## [EXERCISE BRIEF]
Copy out the records below with every "SHOULD" switched to "MUST", leaving all other text as it is.
-- Start SUPPLIED INFORMATION --
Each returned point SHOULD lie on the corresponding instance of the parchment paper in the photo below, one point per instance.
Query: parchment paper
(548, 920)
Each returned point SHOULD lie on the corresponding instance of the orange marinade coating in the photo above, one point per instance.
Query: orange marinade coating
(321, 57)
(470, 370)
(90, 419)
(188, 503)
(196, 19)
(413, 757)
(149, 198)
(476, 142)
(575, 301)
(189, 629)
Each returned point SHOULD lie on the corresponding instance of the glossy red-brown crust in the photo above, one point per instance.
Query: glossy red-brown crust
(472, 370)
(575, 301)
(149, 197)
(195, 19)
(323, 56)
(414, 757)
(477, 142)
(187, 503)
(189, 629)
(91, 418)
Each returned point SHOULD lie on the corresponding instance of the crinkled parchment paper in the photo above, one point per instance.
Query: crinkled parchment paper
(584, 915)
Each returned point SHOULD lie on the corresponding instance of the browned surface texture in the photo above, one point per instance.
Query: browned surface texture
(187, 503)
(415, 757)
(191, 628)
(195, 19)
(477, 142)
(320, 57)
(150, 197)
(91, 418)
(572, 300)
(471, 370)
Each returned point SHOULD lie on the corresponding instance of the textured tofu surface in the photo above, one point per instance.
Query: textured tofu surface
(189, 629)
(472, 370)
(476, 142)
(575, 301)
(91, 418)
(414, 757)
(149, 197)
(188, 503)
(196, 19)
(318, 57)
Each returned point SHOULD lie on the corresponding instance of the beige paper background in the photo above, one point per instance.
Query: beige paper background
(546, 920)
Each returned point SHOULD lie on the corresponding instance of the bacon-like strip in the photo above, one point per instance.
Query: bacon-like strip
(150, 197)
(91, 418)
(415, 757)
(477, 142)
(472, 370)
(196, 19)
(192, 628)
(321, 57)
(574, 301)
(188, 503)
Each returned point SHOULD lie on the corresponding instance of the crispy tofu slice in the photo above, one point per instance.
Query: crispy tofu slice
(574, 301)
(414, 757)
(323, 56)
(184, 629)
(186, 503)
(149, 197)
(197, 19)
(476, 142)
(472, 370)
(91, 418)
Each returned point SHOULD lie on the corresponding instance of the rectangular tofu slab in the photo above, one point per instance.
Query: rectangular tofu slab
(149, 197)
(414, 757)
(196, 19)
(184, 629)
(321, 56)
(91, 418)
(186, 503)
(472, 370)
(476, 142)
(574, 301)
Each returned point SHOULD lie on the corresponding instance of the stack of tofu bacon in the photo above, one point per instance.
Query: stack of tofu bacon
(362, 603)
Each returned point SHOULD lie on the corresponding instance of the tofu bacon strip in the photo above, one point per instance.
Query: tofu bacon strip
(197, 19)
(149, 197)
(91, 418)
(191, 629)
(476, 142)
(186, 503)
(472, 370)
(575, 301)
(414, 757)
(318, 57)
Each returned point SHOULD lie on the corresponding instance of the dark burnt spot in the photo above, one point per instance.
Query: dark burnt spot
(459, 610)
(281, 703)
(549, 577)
-- End SUPPLIED INFORMATION --
## [THE COMPLETED TASK]
Each returned point MUST lie on the corresponding instance of the parchment paper in the photo below, one point per instance.
Query: parchment paper
(548, 920)
Each returned point MUST lie on the corresponding instance of the orange marinade coating in the photo above, one point per instance.
Query: orange marinade coating
(321, 57)
(470, 370)
(90, 419)
(188, 503)
(196, 19)
(413, 757)
(149, 198)
(476, 142)
(575, 301)
(189, 629)
Each returned point MUST lie on the corresponding instance of the glossy red-brown crust in the photo above, one point per instance.
Query: glossy red-brown crust
(472, 370)
(575, 301)
(149, 197)
(195, 19)
(323, 56)
(414, 757)
(477, 142)
(187, 503)
(189, 629)
(91, 418)
Each returned point MUST lie on the corresponding instance of the crinkled parchment paper in the photo above, one point per instance.
Query: crinkled parchment paper
(584, 915)
Each returned point MUST lie on the corresponding instance of the browned surface texture in the photo above, one point per instance.
Query: browned surface texture
(187, 503)
(415, 757)
(191, 628)
(195, 19)
(477, 142)
(320, 57)
(150, 197)
(91, 418)
(572, 300)
(471, 370)
Each returned point MUST lie on the corresponding instance of the textured tofu surface in the photo above, one point per instance.
Query: textured tofu surface
(189, 629)
(472, 370)
(476, 142)
(575, 301)
(91, 418)
(414, 757)
(149, 197)
(188, 503)
(196, 19)
(318, 57)
Each returned point MUST lie on the corresponding instance of the beige paper background in the photo above, one point per instance.
Query: beige paper background
(546, 920)
Each returned point MUST lie on the corresponding instance of the bacon-like strip in the photo above, one point per instance.
Query: bacon-like strip
(150, 197)
(91, 418)
(415, 757)
(477, 142)
(472, 370)
(196, 19)
(192, 628)
(321, 57)
(574, 301)
(188, 503)
Each returned point MUST lie on the corresponding instance of the crispy tofu slice in the photo above, one point per instance.
Query: crispy tofu slice
(574, 301)
(414, 757)
(323, 56)
(184, 629)
(186, 503)
(149, 197)
(197, 19)
(476, 142)
(472, 370)
(91, 418)
Each returned point MUST lie on the corresponding instance of the rectangular tofu slab in the photo above, one point per instance.
Query: rectangular tofu slab
(149, 197)
(414, 757)
(196, 19)
(184, 629)
(321, 56)
(91, 418)
(186, 503)
(472, 370)
(476, 142)
(574, 301)
Each returned point MUST lie on the corresponding instance of the stack of tofu bacon in the photo above, one point per instance.
Query: stack of tofu bacon
(362, 603)
Each returned point MUST lie on the corresponding instance of the tofu bacon strip in the photo above, one point per instance.
Query: tofu bacon strip
(197, 19)
(149, 197)
(91, 418)
(191, 629)
(476, 142)
(186, 503)
(472, 370)
(575, 301)
(414, 757)
(318, 57)
Each returned point MUST lie on the corresponding instance of the dark burnt spot in the photo above, one point per instance.
Query: dark burnt spot
(459, 610)
(281, 703)
(549, 577)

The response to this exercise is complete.